- Directive -
Which lines in the material below contain the string "green"? Report each of them in full. Case counts.

- Entries -
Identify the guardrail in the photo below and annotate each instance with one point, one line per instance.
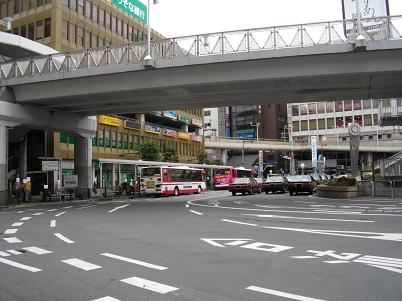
(241, 41)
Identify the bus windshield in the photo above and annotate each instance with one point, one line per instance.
(151, 171)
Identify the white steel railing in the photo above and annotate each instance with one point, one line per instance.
(249, 40)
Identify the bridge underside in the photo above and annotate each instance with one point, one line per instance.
(324, 73)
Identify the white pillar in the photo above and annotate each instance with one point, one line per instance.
(3, 164)
(83, 164)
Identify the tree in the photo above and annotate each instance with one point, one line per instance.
(150, 151)
(170, 155)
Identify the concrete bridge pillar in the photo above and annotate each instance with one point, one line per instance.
(83, 164)
(3, 164)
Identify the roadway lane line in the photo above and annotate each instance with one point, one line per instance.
(19, 265)
(107, 298)
(119, 207)
(240, 223)
(311, 218)
(150, 285)
(83, 265)
(281, 294)
(62, 237)
(134, 261)
(12, 240)
(37, 251)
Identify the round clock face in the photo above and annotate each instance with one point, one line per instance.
(354, 129)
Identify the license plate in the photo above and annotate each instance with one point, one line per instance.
(150, 184)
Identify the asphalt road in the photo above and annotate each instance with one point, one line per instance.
(211, 246)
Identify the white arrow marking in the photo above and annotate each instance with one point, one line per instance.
(212, 241)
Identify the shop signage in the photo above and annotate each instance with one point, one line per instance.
(184, 118)
(152, 129)
(131, 124)
(109, 120)
(134, 8)
(182, 135)
(170, 133)
(170, 114)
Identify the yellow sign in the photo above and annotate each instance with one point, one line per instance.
(182, 135)
(109, 120)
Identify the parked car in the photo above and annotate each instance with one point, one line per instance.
(273, 184)
(244, 185)
(301, 183)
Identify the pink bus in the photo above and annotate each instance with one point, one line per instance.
(226, 175)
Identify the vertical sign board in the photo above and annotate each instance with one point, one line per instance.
(368, 9)
(313, 151)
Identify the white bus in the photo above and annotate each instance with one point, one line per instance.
(166, 180)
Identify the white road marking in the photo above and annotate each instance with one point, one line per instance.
(12, 240)
(19, 265)
(37, 250)
(62, 237)
(17, 224)
(14, 252)
(240, 223)
(107, 298)
(134, 261)
(311, 218)
(90, 206)
(119, 207)
(281, 294)
(212, 241)
(150, 285)
(83, 265)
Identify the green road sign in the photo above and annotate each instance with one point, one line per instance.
(133, 7)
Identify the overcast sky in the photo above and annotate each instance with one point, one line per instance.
(174, 18)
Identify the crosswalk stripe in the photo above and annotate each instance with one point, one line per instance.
(37, 250)
(19, 265)
(83, 265)
(134, 261)
(150, 285)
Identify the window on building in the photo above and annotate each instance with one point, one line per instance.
(312, 108)
(339, 122)
(73, 29)
(48, 27)
(39, 29)
(23, 31)
(101, 17)
(295, 110)
(64, 29)
(321, 124)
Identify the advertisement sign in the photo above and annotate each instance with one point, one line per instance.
(50, 165)
(183, 135)
(103, 119)
(152, 129)
(170, 114)
(134, 8)
(185, 119)
(368, 9)
(170, 133)
(313, 151)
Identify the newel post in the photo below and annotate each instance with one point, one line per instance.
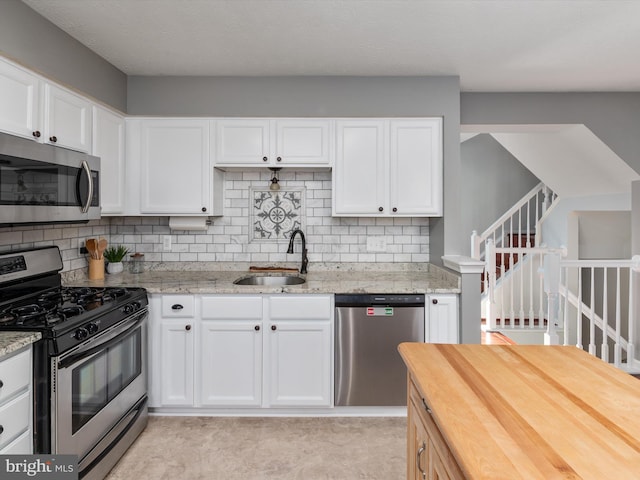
(552, 289)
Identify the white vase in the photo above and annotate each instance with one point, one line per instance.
(115, 267)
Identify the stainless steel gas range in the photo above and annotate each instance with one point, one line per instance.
(90, 375)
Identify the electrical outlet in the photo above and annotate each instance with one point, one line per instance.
(376, 244)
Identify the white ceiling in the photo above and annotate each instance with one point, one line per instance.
(493, 45)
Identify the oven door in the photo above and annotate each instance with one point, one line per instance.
(98, 385)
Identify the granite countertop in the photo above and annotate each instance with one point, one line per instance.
(13, 341)
(428, 279)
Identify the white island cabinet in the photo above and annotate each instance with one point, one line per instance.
(16, 403)
(241, 351)
(388, 167)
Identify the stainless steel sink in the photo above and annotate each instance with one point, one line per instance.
(270, 280)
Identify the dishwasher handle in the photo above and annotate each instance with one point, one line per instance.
(392, 300)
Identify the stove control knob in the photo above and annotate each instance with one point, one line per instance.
(81, 334)
(92, 328)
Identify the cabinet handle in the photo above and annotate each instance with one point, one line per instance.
(419, 460)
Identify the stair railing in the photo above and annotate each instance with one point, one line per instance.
(600, 306)
(517, 224)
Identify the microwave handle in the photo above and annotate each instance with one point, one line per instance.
(87, 170)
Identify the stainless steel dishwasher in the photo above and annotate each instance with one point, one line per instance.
(369, 328)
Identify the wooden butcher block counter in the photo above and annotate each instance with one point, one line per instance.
(519, 412)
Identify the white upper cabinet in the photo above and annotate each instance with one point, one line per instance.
(68, 119)
(108, 144)
(388, 167)
(273, 142)
(175, 169)
(19, 101)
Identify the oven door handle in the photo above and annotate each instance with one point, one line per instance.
(76, 357)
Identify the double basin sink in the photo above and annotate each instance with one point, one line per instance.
(270, 280)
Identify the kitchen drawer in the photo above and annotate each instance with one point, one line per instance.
(298, 307)
(14, 418)
(230, 307)
(23, 445)
(178, 306)
(15, 374)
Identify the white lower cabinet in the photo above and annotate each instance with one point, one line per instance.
(243, 351)
(442, 319)
(16, 403)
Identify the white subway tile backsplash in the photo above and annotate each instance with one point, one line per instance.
(329, 239)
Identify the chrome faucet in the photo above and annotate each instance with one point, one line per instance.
(305, 260)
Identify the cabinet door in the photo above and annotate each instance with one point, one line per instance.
(442, 319)
(67, 119)
(302, 142)
(176, 362)
(359, 176)
(298, 363)
(242, 142)
(19, 101)
(108, 144)
(231, 363)
(415, 167)
(175, 173)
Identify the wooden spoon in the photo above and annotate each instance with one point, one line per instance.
(91, 247)
(102, 246)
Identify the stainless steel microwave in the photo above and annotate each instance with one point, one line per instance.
(46, 184)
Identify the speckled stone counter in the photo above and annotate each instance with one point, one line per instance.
(427, 279)
(13, 341)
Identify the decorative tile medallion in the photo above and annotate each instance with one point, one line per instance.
(276, 214)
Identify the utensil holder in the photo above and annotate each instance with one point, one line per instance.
(96, 269)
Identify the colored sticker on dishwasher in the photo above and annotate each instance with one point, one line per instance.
(379, 311)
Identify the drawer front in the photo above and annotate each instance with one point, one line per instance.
(23, 445)
(15, 374)
(178, 306)
(231, 307)
(14, 418)
(299, 307)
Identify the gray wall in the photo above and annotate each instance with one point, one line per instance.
(323, 96)
(36, 43)
(613, 117)
(493, 180)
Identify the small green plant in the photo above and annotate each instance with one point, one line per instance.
(115, 254)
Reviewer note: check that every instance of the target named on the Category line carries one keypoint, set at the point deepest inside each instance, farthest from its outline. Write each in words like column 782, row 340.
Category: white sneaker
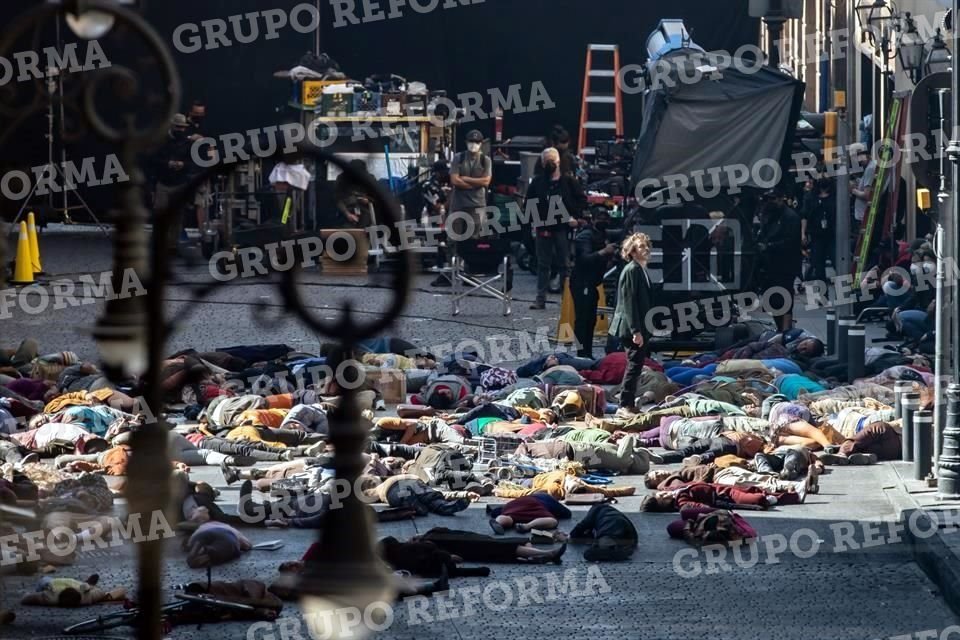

- Problem solution -
Identify the green road sign in the photo above and annotate each instance with one point, one line per instance.
Identify the small green plant in the photo above and annotate each instance with one point, one line per instance.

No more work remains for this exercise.